(Object-pointing dataset rows)
====

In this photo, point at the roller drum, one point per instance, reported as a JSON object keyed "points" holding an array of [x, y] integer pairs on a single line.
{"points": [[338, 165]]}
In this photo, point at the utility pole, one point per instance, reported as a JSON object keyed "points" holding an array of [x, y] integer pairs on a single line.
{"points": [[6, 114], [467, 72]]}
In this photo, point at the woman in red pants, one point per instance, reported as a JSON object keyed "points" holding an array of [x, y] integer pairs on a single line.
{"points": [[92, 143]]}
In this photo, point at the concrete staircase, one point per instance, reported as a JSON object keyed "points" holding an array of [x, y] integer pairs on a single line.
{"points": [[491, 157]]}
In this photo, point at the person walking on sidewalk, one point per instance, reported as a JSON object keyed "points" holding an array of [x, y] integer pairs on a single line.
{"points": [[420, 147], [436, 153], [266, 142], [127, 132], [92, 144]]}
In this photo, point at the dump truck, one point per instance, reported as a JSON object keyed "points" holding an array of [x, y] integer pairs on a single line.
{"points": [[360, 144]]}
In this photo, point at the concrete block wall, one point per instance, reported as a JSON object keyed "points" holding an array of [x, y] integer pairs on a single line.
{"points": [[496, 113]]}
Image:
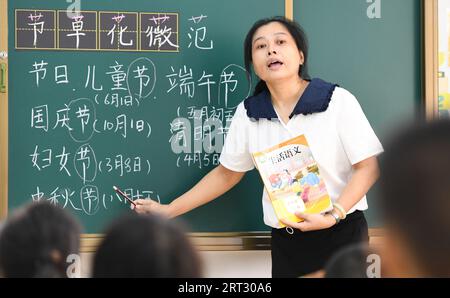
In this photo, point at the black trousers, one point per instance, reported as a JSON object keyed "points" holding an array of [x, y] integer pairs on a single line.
{"points": [[306, 252]]}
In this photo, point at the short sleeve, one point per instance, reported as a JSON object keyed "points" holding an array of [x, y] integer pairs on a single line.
{"points": [[357, 136], [235, 154]]}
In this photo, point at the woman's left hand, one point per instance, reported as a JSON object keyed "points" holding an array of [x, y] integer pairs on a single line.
{"points": [[312, 222]]}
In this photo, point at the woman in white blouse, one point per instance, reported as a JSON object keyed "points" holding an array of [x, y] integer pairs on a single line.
{"points": [[286, 104]]}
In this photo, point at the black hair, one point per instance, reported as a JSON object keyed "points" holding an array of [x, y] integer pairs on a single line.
{"points": [[415, 192], [349, 262], [296, 32], [146, 246], [32, 236]]}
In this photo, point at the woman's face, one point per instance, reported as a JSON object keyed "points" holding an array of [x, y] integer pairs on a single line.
{"points": [[275, 55]]}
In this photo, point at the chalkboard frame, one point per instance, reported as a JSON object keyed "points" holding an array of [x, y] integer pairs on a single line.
{"points": [[226, 241]]}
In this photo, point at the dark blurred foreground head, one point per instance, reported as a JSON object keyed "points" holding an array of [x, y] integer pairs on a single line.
{"points": [[37, 240], [415, 201]]}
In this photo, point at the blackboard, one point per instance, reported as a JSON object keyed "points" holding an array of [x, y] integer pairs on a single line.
{"points": [[373, 49], [137, 94], [377, 59]]}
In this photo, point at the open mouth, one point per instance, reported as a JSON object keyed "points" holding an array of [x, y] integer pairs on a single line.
{"points": [[274, 64]]}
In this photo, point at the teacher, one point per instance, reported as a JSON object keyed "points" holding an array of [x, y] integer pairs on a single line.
{"points": [[287, 103]]}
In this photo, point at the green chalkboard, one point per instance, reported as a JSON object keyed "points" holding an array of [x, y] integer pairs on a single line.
{"points": [[371, 48], [136, 94]]}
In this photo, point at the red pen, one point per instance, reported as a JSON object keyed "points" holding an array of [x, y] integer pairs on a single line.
{"points": [[116, 189]]}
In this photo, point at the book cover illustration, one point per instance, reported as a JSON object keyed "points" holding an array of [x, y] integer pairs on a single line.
{"points": [[292, 179]]}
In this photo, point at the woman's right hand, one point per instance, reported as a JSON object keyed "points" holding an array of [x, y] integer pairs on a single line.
{"points": [[144, 206]]}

====

> YOUR INSTRUCTIONS: Rewrite all of the records above with "one point per instance" replaced by "one point for each instance" everywhere it occurs, keeping everything else unchanged. Please leave the pictures out of your answer.

> FINISHED TASK:
In this photo, point at the roller drum, one point for each instance, reported as a JSON object keyed "points" holding an array of [x, y] integer pairs on a single line.
{"points": [[338, 165]]}
In this photo, point at the utility pole, one point for each instance, reported as a JSON object keyed "points" holding an array of [x, y] integer pairs on a single line.
{"points": [[6, 114], [467, 72]]}
In this photo, point at the woman in red pants, one point for each instance, reported as a JSON object keyed "points" holding an array of [x, y] integer pairs on a single line.
{"points": [[92, 143]]}
In this photo, point at the concrete staircase, one point for each instance, reported as a JSON object keyed "points" holding an array of [x, y] integer pairs on a single line.
{"points": [[491, 157]]}
In this photo, point at the person walking on sidewalk, one point for each instance, reported as a JSON object keyed "points" holding an array of [x, y] integer pairs on a single line.
{"points": [[420, 147], [436, 153], [266, 142], [127, 132], [92, 144]]}
In this photo, point at the dump truck, one point for each instance, reported as a JSON object keyed "points" holding an array of [x, y] integer pairs on a single line.
{"points": [[360, 144]]}
In this photo, point at the concrete block wall, one point for each instance, reported as a JSON object keyed "points" holding an array of [x, y] integer pairs on a single line.
{"points": [[496, 113]]}
Image:
In this photo, point at the black trousers, one point for each instance, reported as a JSON object keyed "points" holding an array of [x, y] integer pairs on a single line.
{"points": [[306, 252]]}
In this photo, point at the short sleeve, one point for each instance, reported as a JSON object keyed "points" holding an array of [x, y] integer pairs on a single line.
{"points": [[357, 136], [235, 154]]}
In this photo, point at the woman's left hand, one point for each instance, reported as a JSON object keyed "points" holding an array of [x, y] integer pairs on a single line.
{"points": [[312, 222]]}
In this photo, point at the woman in white blouse, one point for each instance, reported as a JSON object keyed "points" holding an array of [x, y] integer pairs on a single line.
{"points": [[286, 104]]}
In this photo, point at the black hair, one point for each instance, reported as a JSON object keyed "points" holding an array of [x, y] integer pairs on a single line.
{"points": [[415, 192], [349, 262], [296, 32], [146, 246], [32, 236]]}
In this photo, point at the woman's face, one point for each instance, reported as a JSON object keyed "points" holding an array of [x, y] integer pairs on a single line.
{"points": [[275, 55]]}
In this photo, point at the chalkboard frame, one point for each instance, reported as a JSON object keyed "points" holding an array of [x, y] integer pairs on a single line.
{"points": [[226, 241]]}
In this photo, point at the dark blurred foreground head, one point for each instance, reported as a JSON object keyed "points" holding an array of [x, y] integer pairs on a single line.
{"points": [[37, 240], [415, 201]]}
In this photo, point at the blackboard, one point for each instance, reported as a JSON object keyed "points" holding an array of [x, y] integer pairs on a single line.
{"points": [[373, 49], [137, 94], [377, 59]]}
In this photo, point at the open mouth, one point for each instance, reported as a JSON object keyed "points" holding an array of [x, y] integer pairs on a single line.
{"points": [[274, 64]]}
In this photo, point at the teacher, one point for each instance, reported as a JSON object keyed "points" holding an array of [x, y] integer pairs on a single line.
{"points": [[287, 103]]}
In this photo, point at the green chalkboard, one point for each instance, reported as a JSON object keyed "points" holding an array of [x, y] integer pairs on a single line.
{"points": [[371, 48], [136, 94]]}
In this photo, point at the red pen, one point for each instance, reported as a JSON object keyed "points" holding an array of [x, y] integer pairs on a single line.
{"points": [[116, 189]]}
In this photo, point at the book cover illustration, one point for each instance, reported as a JSON object keyed "points" holding an array of [x, y] integer pairs on a single line.
{"points": [[292, 179]]}
In this photo, point at the woman's right hand, one point for each instance, reported as a JSON object keyed "points" holding an array of [x, y] integer pairs on a single line.
{"points": [[144, 206]]}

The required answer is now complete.